# [WORK REQUEST]
Search the data below for the string "navy". Extract every line that contains it.

# [GIVEN INFORMATION]
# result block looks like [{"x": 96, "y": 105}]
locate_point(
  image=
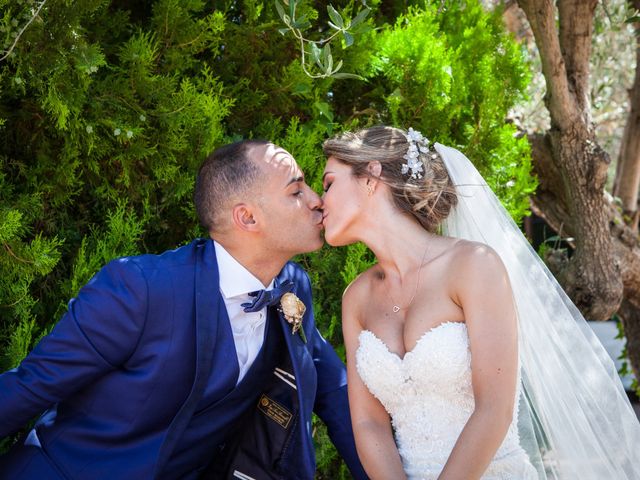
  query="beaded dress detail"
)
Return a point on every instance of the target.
[{"x": 429, "y": 397}]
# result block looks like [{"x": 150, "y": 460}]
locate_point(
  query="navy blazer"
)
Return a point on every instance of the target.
[{"x": 122, "y": 372}]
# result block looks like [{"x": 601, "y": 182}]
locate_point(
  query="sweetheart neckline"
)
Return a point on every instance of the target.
[{"x": 422, "y": 337}]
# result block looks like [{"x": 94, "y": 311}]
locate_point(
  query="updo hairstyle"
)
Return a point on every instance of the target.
[{"x": 428, "y": 199}]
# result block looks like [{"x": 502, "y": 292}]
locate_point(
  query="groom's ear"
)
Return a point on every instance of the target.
[{"x": 243, "y": 217}]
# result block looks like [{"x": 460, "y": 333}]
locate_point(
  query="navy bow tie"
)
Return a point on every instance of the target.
[{"x": 267, "y": 298}]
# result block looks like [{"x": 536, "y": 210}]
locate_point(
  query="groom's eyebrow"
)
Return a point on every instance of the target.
[{"x": 294, "y": 180}]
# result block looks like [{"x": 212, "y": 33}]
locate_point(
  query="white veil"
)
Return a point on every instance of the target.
[{"x": 575, "y": 420}]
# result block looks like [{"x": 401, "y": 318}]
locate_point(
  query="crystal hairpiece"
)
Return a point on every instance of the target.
[{"x": 417, "y": 144}]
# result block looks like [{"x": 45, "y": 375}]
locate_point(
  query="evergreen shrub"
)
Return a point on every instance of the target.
[{"x": 107, "y": 108}]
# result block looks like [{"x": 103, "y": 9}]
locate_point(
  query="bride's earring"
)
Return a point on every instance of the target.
[{"x": 370, "y": 188}]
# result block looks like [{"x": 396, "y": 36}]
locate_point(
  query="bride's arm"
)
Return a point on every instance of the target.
[
  {"x": 371, "y": 424},
  {"x": 483, "y": 291}
]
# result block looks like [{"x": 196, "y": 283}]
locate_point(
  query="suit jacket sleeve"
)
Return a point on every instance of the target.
[
  {"x": 332, "y": 403},
  {"x": 97, "y": 334}
]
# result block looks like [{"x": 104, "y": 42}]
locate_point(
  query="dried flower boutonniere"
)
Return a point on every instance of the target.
[{"x": 293, "y": 310}]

# [TASK OUTPUT]
  query="navy blazer"
  query="navy bow tie"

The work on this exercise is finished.